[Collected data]
· · · ·

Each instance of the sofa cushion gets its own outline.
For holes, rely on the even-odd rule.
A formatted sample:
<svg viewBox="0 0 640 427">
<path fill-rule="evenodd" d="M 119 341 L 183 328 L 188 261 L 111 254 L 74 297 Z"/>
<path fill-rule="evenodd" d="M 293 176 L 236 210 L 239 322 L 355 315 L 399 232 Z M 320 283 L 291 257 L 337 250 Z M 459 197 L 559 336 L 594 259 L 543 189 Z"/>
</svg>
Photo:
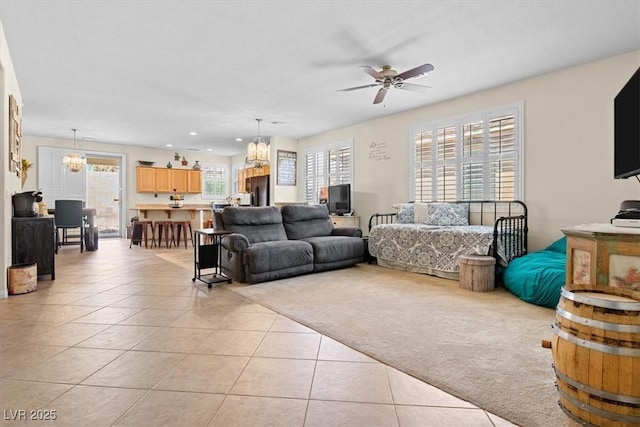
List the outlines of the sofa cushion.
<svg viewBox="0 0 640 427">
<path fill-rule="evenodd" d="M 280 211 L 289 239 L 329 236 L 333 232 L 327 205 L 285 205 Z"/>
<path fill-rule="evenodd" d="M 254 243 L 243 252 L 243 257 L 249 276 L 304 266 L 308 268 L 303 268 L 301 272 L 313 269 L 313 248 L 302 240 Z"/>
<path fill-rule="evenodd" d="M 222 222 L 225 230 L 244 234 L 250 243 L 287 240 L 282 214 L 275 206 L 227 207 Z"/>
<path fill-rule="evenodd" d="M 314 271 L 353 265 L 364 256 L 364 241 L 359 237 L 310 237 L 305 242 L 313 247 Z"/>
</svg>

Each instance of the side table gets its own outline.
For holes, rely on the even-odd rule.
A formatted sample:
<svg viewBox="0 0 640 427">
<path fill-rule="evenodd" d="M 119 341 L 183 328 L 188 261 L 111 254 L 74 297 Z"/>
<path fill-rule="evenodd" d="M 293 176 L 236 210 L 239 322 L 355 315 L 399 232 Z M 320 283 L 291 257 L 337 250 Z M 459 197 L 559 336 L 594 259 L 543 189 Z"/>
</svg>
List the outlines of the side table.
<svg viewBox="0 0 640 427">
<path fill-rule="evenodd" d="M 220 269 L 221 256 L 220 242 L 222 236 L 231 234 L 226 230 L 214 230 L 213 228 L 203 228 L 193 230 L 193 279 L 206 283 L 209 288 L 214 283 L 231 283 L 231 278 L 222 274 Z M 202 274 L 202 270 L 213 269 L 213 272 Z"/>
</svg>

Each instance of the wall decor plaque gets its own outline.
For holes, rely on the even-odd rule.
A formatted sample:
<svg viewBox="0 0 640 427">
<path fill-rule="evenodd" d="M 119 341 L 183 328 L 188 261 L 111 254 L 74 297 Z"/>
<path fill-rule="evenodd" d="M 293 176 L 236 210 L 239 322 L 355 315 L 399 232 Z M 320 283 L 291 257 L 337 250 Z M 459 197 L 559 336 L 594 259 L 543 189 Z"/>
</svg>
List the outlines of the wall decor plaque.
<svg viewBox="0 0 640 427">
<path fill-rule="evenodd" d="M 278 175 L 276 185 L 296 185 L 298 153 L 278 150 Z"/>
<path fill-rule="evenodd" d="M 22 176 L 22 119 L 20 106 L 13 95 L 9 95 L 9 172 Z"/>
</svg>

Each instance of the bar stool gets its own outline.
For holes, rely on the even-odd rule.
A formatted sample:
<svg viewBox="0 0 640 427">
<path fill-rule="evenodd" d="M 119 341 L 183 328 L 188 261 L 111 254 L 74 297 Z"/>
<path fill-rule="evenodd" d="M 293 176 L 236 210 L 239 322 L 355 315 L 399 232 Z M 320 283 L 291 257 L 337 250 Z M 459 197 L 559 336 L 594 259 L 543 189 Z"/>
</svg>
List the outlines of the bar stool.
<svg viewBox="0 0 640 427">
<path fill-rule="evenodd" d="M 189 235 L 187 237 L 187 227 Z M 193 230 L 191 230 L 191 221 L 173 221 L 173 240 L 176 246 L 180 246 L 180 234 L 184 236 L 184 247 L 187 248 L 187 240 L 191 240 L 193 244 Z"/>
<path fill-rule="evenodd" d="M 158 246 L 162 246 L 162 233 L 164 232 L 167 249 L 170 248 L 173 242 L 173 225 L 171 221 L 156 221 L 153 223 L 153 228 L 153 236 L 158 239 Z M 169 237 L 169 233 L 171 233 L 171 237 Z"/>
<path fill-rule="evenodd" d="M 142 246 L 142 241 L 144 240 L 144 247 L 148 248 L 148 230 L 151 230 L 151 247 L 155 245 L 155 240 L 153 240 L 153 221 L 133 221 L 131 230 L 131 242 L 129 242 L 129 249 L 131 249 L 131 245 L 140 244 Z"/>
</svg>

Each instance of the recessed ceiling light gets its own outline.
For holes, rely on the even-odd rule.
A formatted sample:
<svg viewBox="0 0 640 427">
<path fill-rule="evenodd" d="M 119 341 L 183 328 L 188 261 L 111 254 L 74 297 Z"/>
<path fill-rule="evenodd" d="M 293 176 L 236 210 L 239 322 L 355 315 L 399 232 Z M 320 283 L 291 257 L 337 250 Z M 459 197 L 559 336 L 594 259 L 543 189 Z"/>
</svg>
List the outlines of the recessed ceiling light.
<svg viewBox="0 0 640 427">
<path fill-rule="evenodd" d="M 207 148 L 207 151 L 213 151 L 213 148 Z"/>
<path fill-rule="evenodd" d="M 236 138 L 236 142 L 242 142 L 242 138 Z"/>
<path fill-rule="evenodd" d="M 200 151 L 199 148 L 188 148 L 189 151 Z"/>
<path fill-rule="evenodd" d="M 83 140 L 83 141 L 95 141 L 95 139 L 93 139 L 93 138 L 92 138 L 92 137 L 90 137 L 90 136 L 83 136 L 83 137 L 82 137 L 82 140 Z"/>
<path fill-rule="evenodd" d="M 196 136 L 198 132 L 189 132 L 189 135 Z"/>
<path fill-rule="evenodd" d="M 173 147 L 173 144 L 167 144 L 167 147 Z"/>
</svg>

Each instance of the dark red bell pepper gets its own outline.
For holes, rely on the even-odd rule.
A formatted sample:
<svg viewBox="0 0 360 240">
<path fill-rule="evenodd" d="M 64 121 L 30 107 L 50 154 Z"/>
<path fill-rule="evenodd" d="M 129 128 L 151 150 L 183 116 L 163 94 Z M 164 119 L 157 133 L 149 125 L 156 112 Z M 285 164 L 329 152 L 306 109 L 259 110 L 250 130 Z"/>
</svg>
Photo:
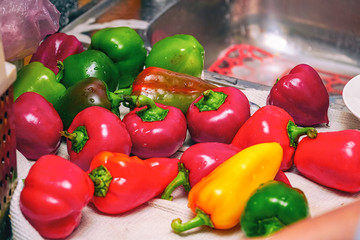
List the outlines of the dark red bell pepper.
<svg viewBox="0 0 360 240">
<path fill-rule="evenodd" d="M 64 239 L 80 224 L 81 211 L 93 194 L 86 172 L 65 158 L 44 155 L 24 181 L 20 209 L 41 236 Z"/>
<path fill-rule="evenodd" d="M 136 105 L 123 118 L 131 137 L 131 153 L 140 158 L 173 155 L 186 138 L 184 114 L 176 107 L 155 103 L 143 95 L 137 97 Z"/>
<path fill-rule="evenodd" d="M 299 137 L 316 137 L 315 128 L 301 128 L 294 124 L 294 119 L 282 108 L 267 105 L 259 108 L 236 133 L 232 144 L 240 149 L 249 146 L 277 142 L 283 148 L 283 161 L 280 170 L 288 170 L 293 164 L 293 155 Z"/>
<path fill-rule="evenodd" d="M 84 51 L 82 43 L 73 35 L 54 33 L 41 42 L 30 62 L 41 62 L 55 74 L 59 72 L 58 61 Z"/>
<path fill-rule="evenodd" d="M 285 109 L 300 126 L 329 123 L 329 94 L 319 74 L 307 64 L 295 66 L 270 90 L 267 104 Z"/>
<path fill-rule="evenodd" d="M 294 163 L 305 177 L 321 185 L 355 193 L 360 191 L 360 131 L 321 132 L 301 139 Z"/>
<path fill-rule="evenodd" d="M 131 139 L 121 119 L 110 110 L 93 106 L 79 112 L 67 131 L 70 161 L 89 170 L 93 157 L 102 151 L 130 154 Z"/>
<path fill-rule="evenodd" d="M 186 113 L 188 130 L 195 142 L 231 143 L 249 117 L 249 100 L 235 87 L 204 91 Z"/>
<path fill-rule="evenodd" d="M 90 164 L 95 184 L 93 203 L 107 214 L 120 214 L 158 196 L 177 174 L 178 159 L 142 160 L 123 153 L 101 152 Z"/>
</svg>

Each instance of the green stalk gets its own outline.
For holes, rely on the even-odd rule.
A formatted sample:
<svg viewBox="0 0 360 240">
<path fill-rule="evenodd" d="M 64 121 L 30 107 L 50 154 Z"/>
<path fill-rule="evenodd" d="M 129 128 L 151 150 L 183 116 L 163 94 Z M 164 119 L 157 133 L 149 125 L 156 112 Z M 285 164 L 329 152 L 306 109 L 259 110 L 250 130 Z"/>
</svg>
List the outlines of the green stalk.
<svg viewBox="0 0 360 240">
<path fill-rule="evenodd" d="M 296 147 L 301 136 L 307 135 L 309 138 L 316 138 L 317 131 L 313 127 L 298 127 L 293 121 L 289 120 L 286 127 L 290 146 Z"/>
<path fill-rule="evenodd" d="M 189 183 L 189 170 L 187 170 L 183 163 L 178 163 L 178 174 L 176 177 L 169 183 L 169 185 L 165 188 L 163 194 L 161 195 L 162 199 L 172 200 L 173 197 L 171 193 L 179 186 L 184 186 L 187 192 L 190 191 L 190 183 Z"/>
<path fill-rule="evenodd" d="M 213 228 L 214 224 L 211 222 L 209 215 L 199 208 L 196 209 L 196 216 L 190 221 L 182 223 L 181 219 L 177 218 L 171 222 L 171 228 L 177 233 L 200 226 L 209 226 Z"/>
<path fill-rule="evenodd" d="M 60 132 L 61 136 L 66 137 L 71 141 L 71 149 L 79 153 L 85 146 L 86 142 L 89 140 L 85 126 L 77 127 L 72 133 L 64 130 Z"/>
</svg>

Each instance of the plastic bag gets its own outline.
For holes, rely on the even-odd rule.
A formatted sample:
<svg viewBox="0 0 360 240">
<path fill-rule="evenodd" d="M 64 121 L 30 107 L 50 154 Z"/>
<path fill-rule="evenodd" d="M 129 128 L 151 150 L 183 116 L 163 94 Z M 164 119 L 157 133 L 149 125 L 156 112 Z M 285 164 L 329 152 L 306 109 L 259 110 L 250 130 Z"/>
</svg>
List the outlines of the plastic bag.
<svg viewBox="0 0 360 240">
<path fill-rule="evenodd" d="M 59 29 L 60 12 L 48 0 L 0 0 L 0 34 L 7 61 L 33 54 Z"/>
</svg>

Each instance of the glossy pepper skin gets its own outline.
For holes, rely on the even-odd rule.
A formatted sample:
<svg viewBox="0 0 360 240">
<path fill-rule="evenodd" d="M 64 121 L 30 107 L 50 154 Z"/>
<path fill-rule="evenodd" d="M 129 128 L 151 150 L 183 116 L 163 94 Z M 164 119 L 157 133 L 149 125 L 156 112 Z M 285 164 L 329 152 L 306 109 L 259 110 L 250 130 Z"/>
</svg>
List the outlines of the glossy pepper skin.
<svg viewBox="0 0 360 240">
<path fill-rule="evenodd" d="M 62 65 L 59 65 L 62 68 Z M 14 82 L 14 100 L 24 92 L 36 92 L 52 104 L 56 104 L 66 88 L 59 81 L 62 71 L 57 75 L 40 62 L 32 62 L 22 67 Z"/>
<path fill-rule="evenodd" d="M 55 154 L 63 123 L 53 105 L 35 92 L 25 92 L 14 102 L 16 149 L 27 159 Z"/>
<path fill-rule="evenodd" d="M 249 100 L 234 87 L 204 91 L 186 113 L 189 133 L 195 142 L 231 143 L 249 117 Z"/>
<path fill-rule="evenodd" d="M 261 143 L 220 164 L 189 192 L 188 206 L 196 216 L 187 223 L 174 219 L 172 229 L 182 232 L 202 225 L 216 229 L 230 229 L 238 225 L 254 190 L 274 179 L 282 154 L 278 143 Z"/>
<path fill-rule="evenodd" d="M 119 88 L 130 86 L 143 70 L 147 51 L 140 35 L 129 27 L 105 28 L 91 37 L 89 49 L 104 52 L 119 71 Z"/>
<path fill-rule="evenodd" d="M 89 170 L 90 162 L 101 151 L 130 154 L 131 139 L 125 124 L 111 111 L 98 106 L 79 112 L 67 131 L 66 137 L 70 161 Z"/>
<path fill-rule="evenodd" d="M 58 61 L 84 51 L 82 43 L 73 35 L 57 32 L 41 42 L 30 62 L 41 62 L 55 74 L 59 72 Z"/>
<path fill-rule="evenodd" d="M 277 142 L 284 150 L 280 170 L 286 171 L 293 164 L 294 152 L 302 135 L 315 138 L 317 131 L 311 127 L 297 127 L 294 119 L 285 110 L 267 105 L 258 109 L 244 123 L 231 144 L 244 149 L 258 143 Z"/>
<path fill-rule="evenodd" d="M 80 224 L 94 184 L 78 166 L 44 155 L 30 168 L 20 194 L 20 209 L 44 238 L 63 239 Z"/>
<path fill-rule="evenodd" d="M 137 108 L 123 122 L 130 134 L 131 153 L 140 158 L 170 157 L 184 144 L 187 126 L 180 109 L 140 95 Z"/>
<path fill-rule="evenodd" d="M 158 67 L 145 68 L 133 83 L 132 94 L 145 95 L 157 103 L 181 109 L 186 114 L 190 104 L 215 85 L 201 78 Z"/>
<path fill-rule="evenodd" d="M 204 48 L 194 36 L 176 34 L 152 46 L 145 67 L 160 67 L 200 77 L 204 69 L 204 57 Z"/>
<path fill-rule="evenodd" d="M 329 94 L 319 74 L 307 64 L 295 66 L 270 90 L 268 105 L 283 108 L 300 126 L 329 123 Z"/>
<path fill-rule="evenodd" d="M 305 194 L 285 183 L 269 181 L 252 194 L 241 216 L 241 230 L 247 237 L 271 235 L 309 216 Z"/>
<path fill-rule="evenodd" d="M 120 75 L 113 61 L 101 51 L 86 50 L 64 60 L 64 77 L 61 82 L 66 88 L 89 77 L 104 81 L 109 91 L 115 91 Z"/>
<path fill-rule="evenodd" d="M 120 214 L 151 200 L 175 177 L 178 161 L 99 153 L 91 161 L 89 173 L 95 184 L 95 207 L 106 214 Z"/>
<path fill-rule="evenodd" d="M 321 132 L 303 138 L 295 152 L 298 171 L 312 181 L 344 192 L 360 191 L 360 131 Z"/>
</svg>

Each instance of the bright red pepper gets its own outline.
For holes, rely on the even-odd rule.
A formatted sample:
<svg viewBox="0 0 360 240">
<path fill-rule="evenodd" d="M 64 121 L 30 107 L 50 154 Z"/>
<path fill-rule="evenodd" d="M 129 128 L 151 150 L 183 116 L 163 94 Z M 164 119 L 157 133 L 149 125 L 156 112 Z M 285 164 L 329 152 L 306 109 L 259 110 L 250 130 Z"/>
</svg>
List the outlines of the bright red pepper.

· · · ·

→ YOUR GOAL
Copy each line of the records containing the string "bright".

→ ANSWER SECTION
Each instance of the bright red pepper gets its own outline.
List the outlines of the bright red pepper.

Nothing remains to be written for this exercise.